**Verilen metin:**
Dünya döndü dolandı, yıl tamamlandı. Tekrar geldi Muharrem, tekrar geldi Aşura.

Unutmuşçasına, haykırarak en acı şekilde, avazı çıktığı kadar

Oysa biz unutmadık, unutturamadılar bize bu ayrı günleri.

Muharrem, tahrim olunmuş, muhterem kılınmış, insanlara.

Muharrem, haram kılınmış savaşlara kavgalara.

Muharrem, Şura’nın ardından Hicretin başı sayılmış inananlara.

İseviler İsa’yla, Museviler Musa’yla bayram ederken hususi günlerinde

Ümmete Muharrem, muhterem bir hediye sunulmuştu oysa.

Ashab, Muharrem ayıyla beraber başlamışlardı küçük adımlarla, tarihin seyrini değiştiren büyük yolculuğa, Hicrete.
İslam medeniyetinin startı verilmiş, yeni bir yurt, yeni bir düzen kurulmuştu Muharrem ile.

**İstenen:** Muharrem üzerine yazılmış metnin "Ümmete Muharrem, muhterem" sözleriyle başlayıp "büyük yolculuğa, Hicrete." sözlerine kadar giden kısmını yeniden yazın ve bu kısımda "Ashab" kelimesini "Sahabiler" olarak değiştirin.

**Veri bölümü:**
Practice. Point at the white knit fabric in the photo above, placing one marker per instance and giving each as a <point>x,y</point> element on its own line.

**Doğru çıktı:**
Ümmete Muharrem, muhterem bir hediye sunulmuştu oysa.

Sahabiler, Muharrem ayıyla beraber başlamışlardı küçük adımlarla, tarihin seyrini değiştiren büyük yolculuğa, Hicrete.